ANTEFATTO: Era il 2010, al termine di un viaggio in bicicletta attraverso l’Islanda il telaio della mia bici da viaggio aveva deciso di abbandonarmi. Era un telaio anonimo, in acciaio, il negozio di fiducia che me l’aveva venduto sosteneva che fosse prodotto dalla Velotraum, nota azienda tedesca famosa per la qualità dei telai da cicloturismo prodotti.
Finii quel viaggio con una fascetta d’acciaio posta a serrare la crepa che si era creata sul tubo piantone e, appena rientrato, mi misi a cercare un valido sostituto per quella sola che mi era stata rifilata. La ricerca fu breve perché in fondo sapevo già cosa volevo: avevo una discreta esperienza di viaggi in bicicletta e avevo scambiato abbastanza chiacchiere con altri cicloviaggiatori per avere chiaro in mente quale fosse la soluzione migliore: la Long Haul Trucker della Surly.

• **PROBLEMA BREVE 1**:
Modifica tutte le righe dei dati forniti sostituendo "glass window panel" con "window pane" e lasciando invariato tutto il resto.

• **DATI FORNITI**:

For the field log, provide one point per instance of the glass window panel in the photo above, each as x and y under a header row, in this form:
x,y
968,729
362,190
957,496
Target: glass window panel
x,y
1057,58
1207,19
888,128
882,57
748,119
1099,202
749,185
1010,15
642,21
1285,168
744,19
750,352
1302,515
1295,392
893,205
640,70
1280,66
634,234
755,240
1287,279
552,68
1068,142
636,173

• **PROBLEMA BREVE 2**:
Riassumi l'estratto fornito in due frasi.

• **RISPOSTA SCRITTA 1**:
For the field log, provide one point per instance of the window pane in the photo above, each as x and y under a header row, in this form:
x,y
968,729
362,190
957,496
Target: window pane
x,y
1057,58
1207,19
888,128
882,57
748,119
1099,202
749,185
1010,15
642,21
1285,168
744,19
750,352
1302,515
1295,392
893,205
640,70
1280,66
634,234
755,240
1287,279
552,68
1068,142
636,173

• **RISPOSTA SCRITTA 2**:
Nel 2010, alla fine di un viaggio in bicicletta attraverso l'Islanda, il telaio in acciaio della bici da viaggio cedette con una crepa sul tubo piantone, e il viaggio fu concluso con una fascetta d'acciaio stretta sulla crepa. Al rientro cominciò la ricerca di un sostituto, che fu breve perché la soluzione migliore era già chiara: la Long Haul Trucker della Surly.